> [Task statement]: Rewrite the material from its beginning through the line containing "[68,55,225,259]", swapping every "sofa" for "couch" and keeping everything else unchanged.
***** Material *****
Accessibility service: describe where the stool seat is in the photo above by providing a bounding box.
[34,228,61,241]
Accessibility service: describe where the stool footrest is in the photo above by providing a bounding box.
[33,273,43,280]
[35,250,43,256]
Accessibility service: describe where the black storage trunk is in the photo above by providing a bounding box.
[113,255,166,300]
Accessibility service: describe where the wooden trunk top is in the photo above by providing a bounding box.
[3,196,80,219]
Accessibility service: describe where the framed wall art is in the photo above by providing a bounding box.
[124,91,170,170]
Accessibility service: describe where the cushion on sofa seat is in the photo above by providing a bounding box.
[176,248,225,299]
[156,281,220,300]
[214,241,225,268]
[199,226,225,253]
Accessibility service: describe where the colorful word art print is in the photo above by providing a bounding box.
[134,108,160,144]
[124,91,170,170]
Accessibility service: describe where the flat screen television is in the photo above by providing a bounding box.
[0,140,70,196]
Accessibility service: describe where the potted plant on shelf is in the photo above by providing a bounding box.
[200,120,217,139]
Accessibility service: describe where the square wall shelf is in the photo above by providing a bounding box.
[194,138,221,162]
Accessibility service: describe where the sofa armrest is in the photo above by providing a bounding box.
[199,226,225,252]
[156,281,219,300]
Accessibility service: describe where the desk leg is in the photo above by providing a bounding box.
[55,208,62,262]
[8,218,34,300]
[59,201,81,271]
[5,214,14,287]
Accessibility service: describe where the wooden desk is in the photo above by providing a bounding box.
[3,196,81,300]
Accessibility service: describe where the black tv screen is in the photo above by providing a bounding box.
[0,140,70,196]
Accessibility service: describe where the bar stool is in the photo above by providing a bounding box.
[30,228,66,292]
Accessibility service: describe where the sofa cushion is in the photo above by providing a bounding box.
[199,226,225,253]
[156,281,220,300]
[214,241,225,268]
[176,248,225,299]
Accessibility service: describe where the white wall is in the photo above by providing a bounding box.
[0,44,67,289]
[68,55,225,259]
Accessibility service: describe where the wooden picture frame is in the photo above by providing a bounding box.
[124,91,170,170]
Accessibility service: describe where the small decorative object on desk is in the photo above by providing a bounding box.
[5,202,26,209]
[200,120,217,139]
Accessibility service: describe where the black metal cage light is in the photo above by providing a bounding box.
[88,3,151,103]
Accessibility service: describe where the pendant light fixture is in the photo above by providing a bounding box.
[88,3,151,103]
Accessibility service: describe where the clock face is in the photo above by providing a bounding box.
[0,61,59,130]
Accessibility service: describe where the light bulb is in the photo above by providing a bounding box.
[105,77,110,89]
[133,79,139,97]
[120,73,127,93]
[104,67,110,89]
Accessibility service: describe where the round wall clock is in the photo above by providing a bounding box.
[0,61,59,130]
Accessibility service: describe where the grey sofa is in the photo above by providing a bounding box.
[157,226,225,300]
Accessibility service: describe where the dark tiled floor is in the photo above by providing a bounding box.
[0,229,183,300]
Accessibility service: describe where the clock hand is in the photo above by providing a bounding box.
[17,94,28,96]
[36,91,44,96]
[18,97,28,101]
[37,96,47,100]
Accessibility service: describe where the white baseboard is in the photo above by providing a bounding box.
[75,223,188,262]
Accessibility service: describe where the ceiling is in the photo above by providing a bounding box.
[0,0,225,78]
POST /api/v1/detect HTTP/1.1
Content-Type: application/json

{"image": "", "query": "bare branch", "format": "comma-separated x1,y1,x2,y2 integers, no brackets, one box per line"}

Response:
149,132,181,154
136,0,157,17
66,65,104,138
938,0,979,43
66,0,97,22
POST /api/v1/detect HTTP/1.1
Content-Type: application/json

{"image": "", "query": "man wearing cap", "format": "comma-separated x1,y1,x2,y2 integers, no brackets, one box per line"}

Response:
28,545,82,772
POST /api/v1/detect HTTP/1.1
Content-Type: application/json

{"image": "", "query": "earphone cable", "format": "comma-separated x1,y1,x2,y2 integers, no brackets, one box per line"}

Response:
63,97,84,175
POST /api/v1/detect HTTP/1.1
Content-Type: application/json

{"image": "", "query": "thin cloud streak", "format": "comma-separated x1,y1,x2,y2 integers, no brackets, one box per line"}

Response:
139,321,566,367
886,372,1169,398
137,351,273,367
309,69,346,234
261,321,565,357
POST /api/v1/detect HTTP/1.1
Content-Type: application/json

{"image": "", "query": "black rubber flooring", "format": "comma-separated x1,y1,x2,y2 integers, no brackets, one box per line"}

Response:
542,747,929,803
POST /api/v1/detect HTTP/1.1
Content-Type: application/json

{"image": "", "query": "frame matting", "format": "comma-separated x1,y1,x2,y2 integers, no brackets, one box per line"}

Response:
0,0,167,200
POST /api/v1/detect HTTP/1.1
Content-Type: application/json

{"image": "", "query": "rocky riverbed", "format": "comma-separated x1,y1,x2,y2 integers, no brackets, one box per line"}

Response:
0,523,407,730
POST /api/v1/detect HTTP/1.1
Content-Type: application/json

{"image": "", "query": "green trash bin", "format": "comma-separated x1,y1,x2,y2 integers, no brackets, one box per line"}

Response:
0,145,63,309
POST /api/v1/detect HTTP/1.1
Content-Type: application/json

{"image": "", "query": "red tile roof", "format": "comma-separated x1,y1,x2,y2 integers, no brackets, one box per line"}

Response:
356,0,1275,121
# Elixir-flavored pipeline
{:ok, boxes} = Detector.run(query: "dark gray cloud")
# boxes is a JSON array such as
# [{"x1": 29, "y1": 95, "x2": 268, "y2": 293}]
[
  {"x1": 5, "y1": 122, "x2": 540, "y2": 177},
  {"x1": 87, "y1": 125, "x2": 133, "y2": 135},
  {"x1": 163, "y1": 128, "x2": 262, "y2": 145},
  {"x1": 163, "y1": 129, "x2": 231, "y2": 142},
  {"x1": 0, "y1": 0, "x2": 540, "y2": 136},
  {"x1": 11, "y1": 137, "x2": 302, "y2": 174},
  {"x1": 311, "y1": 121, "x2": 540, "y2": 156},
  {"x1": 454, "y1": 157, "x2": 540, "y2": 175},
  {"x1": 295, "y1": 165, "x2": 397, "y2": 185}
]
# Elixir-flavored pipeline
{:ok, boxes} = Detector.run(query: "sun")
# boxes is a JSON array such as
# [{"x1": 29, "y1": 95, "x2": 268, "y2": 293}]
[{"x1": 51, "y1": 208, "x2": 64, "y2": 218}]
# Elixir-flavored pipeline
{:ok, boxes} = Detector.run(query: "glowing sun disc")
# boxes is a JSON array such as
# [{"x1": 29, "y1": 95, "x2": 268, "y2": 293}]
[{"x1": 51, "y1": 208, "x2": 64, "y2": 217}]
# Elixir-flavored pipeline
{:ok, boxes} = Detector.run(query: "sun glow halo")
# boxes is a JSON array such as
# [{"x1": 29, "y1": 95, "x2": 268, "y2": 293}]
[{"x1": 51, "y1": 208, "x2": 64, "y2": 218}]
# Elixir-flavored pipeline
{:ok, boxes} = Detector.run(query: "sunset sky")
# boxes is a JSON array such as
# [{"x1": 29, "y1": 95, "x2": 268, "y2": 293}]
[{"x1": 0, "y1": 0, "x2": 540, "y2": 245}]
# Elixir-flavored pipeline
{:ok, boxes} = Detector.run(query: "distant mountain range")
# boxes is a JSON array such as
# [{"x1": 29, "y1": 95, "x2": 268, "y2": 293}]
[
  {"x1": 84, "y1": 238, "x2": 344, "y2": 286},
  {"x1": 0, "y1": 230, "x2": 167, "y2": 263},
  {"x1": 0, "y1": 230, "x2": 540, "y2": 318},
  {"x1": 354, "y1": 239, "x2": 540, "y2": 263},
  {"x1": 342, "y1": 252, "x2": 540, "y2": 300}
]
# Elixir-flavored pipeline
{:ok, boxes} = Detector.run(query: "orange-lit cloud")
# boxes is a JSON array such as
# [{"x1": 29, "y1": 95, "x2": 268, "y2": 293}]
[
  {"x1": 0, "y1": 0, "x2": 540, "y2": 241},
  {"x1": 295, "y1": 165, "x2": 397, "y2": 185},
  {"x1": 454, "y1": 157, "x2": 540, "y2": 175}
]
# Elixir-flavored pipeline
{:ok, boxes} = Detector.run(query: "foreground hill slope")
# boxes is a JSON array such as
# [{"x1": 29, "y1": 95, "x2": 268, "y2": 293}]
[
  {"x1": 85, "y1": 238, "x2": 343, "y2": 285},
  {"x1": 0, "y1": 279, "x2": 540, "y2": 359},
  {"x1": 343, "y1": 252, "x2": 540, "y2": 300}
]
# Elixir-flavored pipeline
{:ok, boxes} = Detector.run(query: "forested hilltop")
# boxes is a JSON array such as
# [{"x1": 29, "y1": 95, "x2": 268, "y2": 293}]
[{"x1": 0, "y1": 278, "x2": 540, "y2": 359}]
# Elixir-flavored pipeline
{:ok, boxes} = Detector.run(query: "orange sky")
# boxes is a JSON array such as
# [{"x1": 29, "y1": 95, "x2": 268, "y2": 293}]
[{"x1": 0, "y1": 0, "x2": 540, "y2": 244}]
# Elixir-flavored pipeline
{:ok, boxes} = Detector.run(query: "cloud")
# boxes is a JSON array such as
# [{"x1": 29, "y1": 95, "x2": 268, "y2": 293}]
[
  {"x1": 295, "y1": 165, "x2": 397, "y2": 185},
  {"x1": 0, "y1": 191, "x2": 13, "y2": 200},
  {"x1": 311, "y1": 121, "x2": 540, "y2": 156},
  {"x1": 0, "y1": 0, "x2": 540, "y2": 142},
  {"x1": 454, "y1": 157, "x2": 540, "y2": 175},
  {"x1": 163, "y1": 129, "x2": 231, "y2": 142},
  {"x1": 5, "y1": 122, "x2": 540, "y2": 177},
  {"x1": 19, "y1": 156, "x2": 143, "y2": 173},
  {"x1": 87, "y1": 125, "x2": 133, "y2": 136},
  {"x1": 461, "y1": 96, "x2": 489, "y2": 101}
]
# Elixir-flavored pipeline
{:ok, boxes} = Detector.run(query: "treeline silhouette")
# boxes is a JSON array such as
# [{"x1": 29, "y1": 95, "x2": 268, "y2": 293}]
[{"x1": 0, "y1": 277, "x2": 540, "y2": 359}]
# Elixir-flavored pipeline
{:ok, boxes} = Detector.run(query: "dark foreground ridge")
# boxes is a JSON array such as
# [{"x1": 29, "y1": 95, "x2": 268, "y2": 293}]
*****
> [Solution]:
Accessibility service: describe where the stool seat is in the photo above by providing a bounding box.
[34,228,61,241]
Accessibility service: describe where the stool footrest is in the photo above by providing a bounding box.
[33,273,43,280]
[35,250,43,256]
Accessibility service: describe where the black storage trunk is in the photo above by providing a bounding box.
[113,255,166,300]
Accessibility service: describe where the wooden trunk top is in the photo above by providing a bounding box.
[3,196,80,219]
Accessibility service: describe where the framed wall art is in the photo above by providing a bounding box.
[124,91,170,170]
Accessibility service: describe where the cushion on couch seat is in the photo above by providing a bounding box.
[176,248,225,299]
[156,281,220,300]
[214,241,225,268]
[199,226,225,253]
Accessibility service: describe where the colorful word art print is in the photo above by providing a bounding box.
[134,108,160,144]
[124,91,170,170]
Accessibility service: describe where the flat screen television is in the photo above by providing a bounding box.
[0,140,70,196]
Accessibility service: describe where the potted plant on shelf is in the photo above by providing a bounding box.
[200,120,217,139]
Accessibility service: describe where the square wall shelf is in the photo above by providing a bounding box.
[194,138,221,162]
Accessibility service: describe where the couch armrest is in the photo above by providing a bounding box.
[199,226,225,252]
[156,281,219,300]
Accessibility service: describe where the desk leg is in the photo above by providing a bounding box.
[55,208,62,262]
[8,218,34,300]
[59,201,81,271]
[5,214,14,287]
Accessibility service: describe where the wooden desk is in the photo above by providing a bounding box.
[3,196,81,300]
Accessibility service: describe where the black tv screen is in the photo above by providing a bounding box.
[0,140,70,196]
Accessibility service: describe where the bar stool is in the photo above by providing a bounding box.
[30,228,66,292]
Accessibility service: describe where the couch cushion is in the photo above by providing a bounding box.
[199,226,225,253]
[156,281,220,300]
[214,241,225,268]
[176,248,225,299]
Accessibility service: describe where the white wall is in the photo above by providing a bounding box.
[0,44,67,289]
[68,55,225,259]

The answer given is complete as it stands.